**Directions**
Put the lines of the data into a numbered list, starting at the line that contains "Where can the jacket pocket" and ending at the line that contains "point(390, 827)", and leave out any blank lines.

Object point labels:

□ □ □

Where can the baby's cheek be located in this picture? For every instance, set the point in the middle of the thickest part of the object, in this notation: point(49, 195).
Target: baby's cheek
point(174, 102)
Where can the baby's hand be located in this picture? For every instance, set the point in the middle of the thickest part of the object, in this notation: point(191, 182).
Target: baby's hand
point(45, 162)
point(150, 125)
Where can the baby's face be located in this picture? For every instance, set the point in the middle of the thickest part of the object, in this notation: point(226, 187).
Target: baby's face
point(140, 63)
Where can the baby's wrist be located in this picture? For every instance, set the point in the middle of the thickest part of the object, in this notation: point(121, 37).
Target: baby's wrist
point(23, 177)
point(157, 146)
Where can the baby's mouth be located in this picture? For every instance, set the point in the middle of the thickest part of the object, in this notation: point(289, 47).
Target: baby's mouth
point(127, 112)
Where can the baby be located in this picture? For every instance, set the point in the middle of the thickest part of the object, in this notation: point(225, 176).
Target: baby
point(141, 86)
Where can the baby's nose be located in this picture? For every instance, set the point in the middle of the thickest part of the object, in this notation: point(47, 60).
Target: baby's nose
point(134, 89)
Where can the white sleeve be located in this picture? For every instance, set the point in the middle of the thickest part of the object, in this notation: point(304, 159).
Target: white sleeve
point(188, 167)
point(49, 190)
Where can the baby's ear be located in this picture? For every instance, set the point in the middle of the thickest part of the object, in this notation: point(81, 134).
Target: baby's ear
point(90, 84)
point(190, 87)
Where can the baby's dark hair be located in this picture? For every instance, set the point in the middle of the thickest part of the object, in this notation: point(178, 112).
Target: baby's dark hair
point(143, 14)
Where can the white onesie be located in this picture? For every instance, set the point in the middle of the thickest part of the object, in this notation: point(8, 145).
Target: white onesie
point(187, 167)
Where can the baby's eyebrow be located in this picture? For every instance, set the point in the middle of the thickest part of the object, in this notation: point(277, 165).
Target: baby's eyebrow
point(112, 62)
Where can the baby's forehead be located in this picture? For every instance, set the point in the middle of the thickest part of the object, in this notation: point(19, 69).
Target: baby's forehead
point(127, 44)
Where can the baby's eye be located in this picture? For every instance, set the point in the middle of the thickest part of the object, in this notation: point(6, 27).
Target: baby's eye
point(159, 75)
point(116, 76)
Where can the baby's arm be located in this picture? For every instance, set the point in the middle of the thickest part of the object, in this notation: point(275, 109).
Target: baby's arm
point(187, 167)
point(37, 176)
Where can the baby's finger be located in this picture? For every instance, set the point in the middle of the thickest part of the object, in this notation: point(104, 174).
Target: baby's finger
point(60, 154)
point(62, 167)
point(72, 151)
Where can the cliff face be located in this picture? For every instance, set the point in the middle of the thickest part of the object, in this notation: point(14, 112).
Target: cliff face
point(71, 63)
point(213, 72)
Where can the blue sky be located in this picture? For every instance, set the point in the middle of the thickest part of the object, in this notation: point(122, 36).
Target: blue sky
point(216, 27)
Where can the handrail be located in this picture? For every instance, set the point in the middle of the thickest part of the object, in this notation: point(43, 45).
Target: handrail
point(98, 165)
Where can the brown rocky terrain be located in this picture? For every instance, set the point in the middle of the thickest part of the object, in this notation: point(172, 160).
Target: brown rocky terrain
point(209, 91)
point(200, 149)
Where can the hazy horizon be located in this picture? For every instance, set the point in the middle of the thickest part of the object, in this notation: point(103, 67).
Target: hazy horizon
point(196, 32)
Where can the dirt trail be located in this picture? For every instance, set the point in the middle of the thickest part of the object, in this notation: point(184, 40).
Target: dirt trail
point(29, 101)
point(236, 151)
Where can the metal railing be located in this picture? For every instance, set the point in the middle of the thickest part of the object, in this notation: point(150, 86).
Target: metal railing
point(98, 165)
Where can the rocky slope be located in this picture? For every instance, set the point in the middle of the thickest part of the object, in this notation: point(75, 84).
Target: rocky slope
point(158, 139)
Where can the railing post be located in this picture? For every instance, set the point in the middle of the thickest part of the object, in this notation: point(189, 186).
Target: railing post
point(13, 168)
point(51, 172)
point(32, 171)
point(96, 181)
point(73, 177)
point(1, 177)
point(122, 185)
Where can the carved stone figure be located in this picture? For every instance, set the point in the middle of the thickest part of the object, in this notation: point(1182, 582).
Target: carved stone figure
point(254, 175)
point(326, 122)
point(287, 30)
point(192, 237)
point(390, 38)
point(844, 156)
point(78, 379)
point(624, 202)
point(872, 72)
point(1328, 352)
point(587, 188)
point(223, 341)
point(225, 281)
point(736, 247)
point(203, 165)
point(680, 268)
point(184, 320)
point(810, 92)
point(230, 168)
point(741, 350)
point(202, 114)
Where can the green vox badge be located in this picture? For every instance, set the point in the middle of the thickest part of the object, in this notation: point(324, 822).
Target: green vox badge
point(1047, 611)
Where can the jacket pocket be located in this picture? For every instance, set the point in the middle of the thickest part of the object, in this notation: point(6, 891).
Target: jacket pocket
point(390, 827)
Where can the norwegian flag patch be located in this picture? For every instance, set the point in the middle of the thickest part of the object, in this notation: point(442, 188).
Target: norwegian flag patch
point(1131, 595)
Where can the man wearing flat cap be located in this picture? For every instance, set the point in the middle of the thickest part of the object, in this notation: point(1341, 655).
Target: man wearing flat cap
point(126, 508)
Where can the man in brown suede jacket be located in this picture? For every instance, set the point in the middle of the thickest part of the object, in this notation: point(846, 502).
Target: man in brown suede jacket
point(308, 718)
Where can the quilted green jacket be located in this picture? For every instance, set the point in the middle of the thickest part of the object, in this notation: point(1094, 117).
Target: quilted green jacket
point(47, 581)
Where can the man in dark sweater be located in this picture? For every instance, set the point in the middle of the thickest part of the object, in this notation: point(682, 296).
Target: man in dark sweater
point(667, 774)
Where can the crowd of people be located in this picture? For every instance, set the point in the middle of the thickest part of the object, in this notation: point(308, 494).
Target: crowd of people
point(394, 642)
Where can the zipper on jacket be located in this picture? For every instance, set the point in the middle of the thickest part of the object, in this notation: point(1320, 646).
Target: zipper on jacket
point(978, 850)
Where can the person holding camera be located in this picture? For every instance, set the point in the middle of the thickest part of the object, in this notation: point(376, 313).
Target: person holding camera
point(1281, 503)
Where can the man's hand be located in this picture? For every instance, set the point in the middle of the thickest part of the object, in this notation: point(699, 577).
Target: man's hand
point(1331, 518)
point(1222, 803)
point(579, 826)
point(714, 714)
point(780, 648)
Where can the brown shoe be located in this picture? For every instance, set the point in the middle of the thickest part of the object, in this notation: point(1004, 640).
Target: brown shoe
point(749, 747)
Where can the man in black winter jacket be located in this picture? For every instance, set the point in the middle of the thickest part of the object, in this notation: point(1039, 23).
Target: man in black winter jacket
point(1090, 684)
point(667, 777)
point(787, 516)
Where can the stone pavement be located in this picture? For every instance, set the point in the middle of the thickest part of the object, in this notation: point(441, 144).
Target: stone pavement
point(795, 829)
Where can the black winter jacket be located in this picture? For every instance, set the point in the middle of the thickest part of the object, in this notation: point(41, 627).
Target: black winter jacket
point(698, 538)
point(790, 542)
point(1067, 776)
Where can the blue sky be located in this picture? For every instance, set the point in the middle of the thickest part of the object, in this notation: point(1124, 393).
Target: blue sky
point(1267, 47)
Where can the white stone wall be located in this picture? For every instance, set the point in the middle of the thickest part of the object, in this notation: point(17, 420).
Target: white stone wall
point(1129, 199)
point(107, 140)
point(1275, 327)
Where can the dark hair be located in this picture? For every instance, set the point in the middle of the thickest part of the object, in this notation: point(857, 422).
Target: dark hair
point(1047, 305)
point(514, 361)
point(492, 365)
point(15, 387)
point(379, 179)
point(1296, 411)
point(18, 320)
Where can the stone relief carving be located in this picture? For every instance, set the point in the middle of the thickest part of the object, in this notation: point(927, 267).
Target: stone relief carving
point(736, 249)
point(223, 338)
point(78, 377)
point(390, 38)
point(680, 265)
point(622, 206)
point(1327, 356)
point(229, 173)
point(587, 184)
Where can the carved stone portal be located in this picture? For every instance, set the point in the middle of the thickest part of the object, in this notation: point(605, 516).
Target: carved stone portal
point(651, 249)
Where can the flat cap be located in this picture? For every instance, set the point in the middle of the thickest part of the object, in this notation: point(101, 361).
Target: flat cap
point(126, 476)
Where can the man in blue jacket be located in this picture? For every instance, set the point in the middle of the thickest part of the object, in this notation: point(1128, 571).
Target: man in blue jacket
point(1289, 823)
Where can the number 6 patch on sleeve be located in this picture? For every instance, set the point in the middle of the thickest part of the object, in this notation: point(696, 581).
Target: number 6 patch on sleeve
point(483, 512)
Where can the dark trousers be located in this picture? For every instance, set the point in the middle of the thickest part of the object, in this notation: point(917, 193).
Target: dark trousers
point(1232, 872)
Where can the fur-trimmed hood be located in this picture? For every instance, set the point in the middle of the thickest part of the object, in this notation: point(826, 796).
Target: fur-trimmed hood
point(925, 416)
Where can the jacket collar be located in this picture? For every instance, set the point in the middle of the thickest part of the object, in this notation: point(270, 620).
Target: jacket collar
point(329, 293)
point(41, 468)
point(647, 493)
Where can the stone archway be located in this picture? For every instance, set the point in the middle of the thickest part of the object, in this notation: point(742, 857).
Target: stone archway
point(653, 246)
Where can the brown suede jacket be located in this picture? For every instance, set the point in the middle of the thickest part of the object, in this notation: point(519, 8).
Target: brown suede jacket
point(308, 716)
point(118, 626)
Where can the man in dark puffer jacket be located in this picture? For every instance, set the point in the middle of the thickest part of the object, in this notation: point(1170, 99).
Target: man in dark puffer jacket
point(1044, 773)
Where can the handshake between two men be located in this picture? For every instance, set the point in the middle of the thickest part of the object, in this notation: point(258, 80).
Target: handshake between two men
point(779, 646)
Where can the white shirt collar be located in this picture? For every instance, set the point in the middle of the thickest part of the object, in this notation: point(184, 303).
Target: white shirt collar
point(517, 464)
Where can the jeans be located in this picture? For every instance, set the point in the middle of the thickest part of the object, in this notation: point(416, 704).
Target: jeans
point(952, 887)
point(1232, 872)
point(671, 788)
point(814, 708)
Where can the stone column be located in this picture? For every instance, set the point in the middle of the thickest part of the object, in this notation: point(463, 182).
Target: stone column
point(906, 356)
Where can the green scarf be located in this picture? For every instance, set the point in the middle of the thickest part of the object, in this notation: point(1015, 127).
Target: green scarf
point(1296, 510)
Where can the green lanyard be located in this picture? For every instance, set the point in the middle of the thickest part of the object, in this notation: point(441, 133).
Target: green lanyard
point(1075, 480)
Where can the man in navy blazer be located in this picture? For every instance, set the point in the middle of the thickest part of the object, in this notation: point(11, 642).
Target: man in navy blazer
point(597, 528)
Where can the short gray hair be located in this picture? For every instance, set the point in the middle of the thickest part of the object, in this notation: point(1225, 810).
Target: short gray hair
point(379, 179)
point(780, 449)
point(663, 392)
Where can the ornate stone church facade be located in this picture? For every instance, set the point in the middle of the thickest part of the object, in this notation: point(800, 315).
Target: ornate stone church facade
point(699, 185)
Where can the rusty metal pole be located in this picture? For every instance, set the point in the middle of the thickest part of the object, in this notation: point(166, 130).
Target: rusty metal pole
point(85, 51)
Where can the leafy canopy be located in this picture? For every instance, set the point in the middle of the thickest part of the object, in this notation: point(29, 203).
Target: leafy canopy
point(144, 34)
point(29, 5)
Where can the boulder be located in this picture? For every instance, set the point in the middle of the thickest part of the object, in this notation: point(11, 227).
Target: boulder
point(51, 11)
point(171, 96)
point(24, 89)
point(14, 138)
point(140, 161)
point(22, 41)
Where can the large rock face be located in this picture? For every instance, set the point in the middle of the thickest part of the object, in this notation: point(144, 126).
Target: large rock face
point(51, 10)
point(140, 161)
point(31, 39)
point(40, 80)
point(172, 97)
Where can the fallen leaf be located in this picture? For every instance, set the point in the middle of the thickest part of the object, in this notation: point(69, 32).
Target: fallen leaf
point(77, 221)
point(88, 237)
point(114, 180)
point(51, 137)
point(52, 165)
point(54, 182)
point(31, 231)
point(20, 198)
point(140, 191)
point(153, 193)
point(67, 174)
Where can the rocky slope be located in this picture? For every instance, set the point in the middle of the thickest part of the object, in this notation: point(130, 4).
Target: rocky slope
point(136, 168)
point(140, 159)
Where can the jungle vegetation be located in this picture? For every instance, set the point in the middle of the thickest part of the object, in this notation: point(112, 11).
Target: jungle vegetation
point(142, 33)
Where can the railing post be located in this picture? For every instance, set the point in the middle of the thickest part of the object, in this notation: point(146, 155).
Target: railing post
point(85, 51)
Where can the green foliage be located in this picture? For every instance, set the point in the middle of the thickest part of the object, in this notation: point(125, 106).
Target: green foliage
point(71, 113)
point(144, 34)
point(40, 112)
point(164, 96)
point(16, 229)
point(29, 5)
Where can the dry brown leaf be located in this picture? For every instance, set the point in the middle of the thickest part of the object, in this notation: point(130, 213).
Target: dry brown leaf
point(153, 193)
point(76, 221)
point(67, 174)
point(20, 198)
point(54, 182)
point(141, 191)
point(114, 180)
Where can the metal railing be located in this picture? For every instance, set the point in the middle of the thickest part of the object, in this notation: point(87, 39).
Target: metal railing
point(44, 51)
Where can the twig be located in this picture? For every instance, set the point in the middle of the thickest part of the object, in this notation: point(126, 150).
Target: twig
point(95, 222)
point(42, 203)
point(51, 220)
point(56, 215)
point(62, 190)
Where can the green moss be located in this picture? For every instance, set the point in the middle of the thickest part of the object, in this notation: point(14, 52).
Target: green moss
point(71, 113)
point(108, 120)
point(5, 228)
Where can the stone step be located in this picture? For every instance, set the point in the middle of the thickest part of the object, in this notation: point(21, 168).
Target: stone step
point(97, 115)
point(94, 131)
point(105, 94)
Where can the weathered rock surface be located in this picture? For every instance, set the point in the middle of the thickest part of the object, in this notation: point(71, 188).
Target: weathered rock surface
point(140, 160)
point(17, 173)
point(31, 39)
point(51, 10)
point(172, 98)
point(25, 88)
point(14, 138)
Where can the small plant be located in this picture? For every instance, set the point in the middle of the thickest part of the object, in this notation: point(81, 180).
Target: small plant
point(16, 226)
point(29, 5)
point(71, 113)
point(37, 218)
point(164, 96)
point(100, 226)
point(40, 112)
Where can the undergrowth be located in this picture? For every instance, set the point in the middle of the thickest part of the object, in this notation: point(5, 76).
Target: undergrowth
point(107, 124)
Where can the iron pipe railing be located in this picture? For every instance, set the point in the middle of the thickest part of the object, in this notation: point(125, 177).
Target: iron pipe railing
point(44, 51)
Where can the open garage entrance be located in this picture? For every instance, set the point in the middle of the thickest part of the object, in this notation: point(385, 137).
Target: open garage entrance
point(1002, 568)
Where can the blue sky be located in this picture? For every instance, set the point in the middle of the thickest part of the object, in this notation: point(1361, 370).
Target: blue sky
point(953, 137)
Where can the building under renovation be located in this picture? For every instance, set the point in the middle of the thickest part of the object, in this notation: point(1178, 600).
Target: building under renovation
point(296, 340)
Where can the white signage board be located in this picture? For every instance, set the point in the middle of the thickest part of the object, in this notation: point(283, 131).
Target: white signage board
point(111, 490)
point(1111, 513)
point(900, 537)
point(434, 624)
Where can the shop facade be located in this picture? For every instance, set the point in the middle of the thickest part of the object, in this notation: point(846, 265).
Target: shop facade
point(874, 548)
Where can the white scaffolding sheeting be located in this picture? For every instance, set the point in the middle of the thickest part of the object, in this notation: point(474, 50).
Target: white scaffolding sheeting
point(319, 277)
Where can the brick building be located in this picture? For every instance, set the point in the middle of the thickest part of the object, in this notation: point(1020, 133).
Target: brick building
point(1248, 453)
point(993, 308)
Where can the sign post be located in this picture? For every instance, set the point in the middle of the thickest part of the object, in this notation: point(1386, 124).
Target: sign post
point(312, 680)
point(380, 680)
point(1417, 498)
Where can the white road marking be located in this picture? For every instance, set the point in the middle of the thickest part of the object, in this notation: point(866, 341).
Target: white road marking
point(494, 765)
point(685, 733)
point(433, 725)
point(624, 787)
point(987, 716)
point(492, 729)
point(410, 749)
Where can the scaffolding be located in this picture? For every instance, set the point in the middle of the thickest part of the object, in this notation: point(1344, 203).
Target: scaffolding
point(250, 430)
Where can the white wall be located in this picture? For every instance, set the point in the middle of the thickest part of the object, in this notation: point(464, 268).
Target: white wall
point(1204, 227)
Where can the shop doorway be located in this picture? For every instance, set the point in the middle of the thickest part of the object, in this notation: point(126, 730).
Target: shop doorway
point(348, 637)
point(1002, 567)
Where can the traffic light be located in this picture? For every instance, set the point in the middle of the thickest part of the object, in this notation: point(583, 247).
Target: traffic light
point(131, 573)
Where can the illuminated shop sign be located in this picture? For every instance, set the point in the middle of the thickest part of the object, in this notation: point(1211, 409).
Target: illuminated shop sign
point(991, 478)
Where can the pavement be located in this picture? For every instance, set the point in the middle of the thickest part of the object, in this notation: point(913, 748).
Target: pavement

□ □ □

**Complete output**
1. Where can the jacket pocket be located in this picture? For every instance, set the point in the middle of the thickest part of the object, in this notation: point(6, 891).
2. Target: jacket pocket
3. point(390, 827)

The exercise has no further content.